[Start of Attachment]

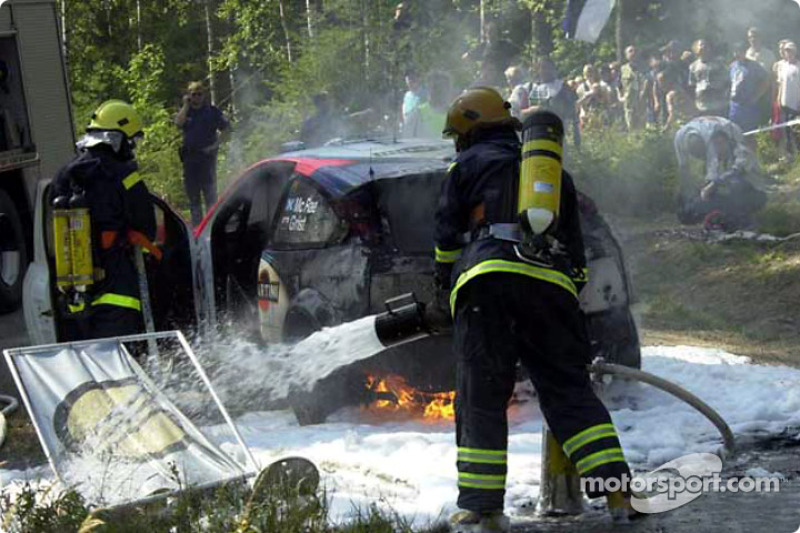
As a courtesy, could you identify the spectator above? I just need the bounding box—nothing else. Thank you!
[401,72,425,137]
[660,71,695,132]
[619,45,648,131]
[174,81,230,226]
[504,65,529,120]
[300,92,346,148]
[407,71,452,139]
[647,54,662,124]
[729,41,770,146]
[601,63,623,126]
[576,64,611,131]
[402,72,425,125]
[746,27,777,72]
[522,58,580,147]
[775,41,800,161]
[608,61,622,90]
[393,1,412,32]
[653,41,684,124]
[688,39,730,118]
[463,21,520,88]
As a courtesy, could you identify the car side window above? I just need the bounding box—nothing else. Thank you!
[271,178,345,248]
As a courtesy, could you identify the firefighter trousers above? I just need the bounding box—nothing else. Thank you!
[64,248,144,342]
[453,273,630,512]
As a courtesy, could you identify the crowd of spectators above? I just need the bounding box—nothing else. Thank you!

[End of Attachment]

→ **TASK OBJECTIVE**
Retype the whole listing. Keep every word exact but include no pictures.

→ **RESULT FOR THIS EXERCISE**
As a courtesy, could you identify the spectator above? I just need the bounding box—nothing else. Thank you!
[401,72,425,137]
[660,71,695,132]
[619,45,648,131]
[174,81,230,226]
[504,65,529,120]
[300,92,346,148]
[407,71,452,139]
[647,54,662,124]
[729,41,770,146]
[601,63,623,126]
[576,64,611,131]
[402,72,425,125]
[746,27,777,72]
[522,58,580,147]
[775,41,800,161]
[608,61,622,90]
[393,1,412,32]
[653,41,684,124]
[688,39,730,118]
[463,21,520,88]
As a courtesy, could you identify the car side window above? I just need the bounding box—nothing else. Thank you!
[271,178,345,248]
As a courtesy, could you identify the firefighter trousers above? I just need the bounding box—nothing else. Thank you!
[64,248,144,342]
[453,273,630,512]
As a courtesy, could you identify the crowd of spectators above? I just need the bounding box—nothing else. Thank you!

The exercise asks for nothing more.